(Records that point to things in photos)
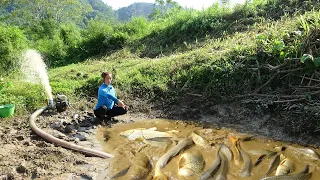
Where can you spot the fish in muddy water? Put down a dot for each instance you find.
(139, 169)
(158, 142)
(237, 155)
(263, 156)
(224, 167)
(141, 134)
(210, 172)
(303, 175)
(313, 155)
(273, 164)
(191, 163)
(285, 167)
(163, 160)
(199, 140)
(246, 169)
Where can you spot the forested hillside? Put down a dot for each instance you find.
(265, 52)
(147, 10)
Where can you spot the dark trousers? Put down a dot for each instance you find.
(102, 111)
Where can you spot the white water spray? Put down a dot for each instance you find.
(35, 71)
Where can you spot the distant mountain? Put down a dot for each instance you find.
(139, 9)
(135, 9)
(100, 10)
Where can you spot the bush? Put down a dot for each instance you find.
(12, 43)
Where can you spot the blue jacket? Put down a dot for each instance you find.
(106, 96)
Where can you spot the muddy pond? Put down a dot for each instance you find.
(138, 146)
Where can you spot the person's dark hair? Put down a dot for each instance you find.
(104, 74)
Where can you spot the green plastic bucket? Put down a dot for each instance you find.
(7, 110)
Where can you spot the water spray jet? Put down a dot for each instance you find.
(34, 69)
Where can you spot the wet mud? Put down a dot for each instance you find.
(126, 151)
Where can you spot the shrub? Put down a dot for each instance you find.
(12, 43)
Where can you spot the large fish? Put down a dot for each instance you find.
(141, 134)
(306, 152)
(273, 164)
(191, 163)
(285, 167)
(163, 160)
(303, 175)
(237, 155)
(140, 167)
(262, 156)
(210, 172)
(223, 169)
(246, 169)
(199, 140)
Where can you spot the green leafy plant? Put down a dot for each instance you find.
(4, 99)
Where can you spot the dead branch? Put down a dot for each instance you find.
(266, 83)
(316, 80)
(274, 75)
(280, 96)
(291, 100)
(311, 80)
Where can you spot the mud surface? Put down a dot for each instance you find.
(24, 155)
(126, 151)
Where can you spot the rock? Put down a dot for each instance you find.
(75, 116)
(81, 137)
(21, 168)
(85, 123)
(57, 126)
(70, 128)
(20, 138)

---

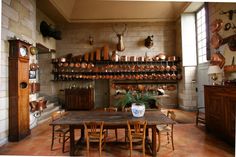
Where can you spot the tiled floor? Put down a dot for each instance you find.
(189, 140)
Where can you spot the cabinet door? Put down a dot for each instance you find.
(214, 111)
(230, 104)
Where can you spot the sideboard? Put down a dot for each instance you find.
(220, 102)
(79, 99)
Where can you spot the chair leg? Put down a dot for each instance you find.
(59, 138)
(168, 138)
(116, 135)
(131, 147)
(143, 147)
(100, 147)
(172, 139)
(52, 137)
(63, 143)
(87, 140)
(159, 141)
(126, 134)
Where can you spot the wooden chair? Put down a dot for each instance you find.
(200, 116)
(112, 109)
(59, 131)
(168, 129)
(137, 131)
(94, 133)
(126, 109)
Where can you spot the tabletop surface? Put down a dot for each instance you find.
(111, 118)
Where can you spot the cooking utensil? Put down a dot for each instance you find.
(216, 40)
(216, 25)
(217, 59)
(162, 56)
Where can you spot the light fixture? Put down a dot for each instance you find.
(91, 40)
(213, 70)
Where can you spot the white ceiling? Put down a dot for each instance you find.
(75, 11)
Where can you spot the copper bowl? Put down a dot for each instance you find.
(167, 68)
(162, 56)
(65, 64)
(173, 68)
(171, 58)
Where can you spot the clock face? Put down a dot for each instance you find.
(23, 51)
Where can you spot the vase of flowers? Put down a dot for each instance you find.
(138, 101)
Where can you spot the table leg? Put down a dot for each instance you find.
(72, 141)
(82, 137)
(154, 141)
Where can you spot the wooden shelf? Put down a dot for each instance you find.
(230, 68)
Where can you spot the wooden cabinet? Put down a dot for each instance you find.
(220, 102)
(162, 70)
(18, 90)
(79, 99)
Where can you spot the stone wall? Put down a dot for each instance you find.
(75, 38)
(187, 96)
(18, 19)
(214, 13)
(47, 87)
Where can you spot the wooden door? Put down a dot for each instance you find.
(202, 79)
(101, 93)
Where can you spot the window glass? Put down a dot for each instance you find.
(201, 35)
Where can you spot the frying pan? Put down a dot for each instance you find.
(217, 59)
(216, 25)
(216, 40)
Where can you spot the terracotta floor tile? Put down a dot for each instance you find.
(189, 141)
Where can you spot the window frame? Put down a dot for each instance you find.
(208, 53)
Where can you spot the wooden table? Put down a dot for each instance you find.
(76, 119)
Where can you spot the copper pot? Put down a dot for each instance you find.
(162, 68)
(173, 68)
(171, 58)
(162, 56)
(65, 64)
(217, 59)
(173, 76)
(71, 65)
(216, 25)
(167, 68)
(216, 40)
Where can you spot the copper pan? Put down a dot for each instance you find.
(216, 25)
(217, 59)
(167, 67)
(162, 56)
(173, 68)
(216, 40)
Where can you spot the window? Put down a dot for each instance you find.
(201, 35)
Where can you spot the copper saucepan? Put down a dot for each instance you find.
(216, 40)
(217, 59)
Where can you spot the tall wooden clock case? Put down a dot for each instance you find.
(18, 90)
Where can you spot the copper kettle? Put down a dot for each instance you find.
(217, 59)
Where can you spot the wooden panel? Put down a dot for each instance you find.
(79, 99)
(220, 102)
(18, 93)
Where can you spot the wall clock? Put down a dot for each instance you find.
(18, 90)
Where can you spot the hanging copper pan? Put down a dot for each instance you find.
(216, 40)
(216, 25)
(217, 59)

#### YOUR TASK
Tally the lines of the records above that contain the word "dark", matching case exactly, and reply with the number alone.

#### PROBLEM SOLUTION
2